» **Task prompt**
Copy out the lines below exactly, beginning with the very first line and continuing through the line that contains "x=276, y=338", both included, and stop there.

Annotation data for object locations
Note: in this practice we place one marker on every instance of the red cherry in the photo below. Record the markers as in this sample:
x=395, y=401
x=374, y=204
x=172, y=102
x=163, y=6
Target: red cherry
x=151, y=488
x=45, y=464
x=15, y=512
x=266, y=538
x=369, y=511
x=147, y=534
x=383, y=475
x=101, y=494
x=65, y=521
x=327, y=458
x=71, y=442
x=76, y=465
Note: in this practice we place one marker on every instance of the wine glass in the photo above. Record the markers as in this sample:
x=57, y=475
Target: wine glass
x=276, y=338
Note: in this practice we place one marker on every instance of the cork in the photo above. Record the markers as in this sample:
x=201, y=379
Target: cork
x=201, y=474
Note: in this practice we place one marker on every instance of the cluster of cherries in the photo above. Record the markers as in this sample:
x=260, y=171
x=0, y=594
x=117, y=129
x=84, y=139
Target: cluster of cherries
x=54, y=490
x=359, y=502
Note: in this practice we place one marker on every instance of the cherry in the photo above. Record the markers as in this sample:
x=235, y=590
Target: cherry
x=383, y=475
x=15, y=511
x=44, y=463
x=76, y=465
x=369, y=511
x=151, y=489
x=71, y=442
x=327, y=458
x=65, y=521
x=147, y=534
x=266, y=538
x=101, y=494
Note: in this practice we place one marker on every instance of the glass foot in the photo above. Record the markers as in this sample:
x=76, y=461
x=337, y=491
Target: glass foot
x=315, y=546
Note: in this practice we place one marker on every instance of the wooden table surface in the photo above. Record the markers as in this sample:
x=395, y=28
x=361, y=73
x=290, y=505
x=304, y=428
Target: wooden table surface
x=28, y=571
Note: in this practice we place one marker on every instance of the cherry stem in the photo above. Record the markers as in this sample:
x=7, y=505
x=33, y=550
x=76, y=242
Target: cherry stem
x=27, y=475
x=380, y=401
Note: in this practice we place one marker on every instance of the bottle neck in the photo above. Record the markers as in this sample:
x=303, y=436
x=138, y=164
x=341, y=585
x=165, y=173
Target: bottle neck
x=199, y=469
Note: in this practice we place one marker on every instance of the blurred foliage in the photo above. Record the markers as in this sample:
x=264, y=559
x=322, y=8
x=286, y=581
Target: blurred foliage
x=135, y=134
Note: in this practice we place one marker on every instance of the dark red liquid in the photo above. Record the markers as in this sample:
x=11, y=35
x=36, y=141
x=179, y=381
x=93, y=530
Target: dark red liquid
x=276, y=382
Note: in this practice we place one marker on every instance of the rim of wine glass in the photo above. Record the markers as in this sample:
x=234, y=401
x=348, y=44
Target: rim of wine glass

» **Solution**
Note: in this practice we place one marker on every instance of the red cherry in the photo below. Record the markers as in this sample:
x=395, y=401
x=374, y=204
x=172, y=102
x=163, y=6
Target: red cherry
x=151, y=488
x=45, y=464
x=15, y=512
x=266, y=538
x=369, y=511
x=147, y=534
x=383, y=475
x=101, y=494
x=65, y=521
x=327, y=458
x=71, y=442
x=76, y=465
Note: in this practice we place one marker on every instance of the wine glass in the photo above. Record the markers as in this sample:
x=57, y=475
Target: wine glass
x=276, y=338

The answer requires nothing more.